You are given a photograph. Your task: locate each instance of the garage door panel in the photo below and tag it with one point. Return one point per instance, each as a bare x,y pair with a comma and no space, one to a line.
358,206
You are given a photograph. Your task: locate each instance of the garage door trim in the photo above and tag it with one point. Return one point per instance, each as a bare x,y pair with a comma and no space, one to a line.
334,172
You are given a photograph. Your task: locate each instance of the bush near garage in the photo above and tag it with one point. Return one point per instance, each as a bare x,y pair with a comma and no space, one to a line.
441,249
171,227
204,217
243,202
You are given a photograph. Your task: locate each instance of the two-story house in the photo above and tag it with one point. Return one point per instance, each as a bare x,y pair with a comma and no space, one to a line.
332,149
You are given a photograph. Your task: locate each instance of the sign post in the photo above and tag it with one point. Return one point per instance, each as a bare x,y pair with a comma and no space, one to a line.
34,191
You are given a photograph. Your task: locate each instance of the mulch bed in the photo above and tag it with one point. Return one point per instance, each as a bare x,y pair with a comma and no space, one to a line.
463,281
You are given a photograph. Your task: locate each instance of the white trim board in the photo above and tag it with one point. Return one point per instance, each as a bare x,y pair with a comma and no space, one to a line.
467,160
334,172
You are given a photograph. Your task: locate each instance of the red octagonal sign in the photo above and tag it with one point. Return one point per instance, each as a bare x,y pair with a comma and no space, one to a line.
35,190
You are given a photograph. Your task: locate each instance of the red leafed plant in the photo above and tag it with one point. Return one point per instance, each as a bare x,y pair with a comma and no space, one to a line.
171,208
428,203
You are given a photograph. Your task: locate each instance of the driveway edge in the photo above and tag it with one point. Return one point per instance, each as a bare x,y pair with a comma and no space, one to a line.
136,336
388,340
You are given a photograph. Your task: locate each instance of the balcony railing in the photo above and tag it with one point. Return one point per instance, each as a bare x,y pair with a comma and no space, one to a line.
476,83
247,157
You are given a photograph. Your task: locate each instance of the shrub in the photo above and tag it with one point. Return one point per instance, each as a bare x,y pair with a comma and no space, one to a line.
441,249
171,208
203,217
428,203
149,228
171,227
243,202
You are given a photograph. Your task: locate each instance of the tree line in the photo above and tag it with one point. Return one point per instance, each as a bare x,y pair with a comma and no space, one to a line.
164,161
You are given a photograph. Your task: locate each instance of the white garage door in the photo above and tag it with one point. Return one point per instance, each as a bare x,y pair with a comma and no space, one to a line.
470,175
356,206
== == ==
The task
Print, exactly as given, the lines from the one with "the red octagonal" through the last line of the material above, and no others.

Output below
You are given a photograph. Your task: locate each instance of the red octagonal sign in the photo above and tag it with one point. Return one point per instance, each as a bare x,y pair with a comma and no space, one to a line.
35,190
You are given a photograph. Your task: locate each instance of the red leafed plant in the photo above and tag it with one point. Return one point per instance, each as a bare x,y pair with a comma and no space, one to a line.
171,208
428,203
You are given a photograph. Your task: locate each instance of the driveway edge in the photo above and tag it with one point. Return one point per instance, each as a bare x,y pair with a comma and no space, one to a line.
136,336
388,340
You are given a photograph. Your task: locate each instance of the balcony railing in the photo above and tag it with one point. Return one point per instance, each as a bare x,y pair with a comma and no space, one to a line.
476,83
247,157
You are given a photograph. Your task: locate each instance of the shrub in the photo above and tag it with one point. Return one point per instance, each as a bare x,y pair with a comma and no space, one to a line.
441,249
171,208
203,217
428,203
149,228
171,227
243,202
You are given a photograph. Your task: locate each instance of the tree line in the photo above and tag it with one point. Return one point per instance, each as a bare x,y pair with a comma and no space, one to a line.
164,161
You are given a photograph. Your task: locate each instance of the white garage door in the photo above and tag it with one point. Return one point per instance, each as a bare x,y pair with a comma and no space, one to a line.
470,175
356,206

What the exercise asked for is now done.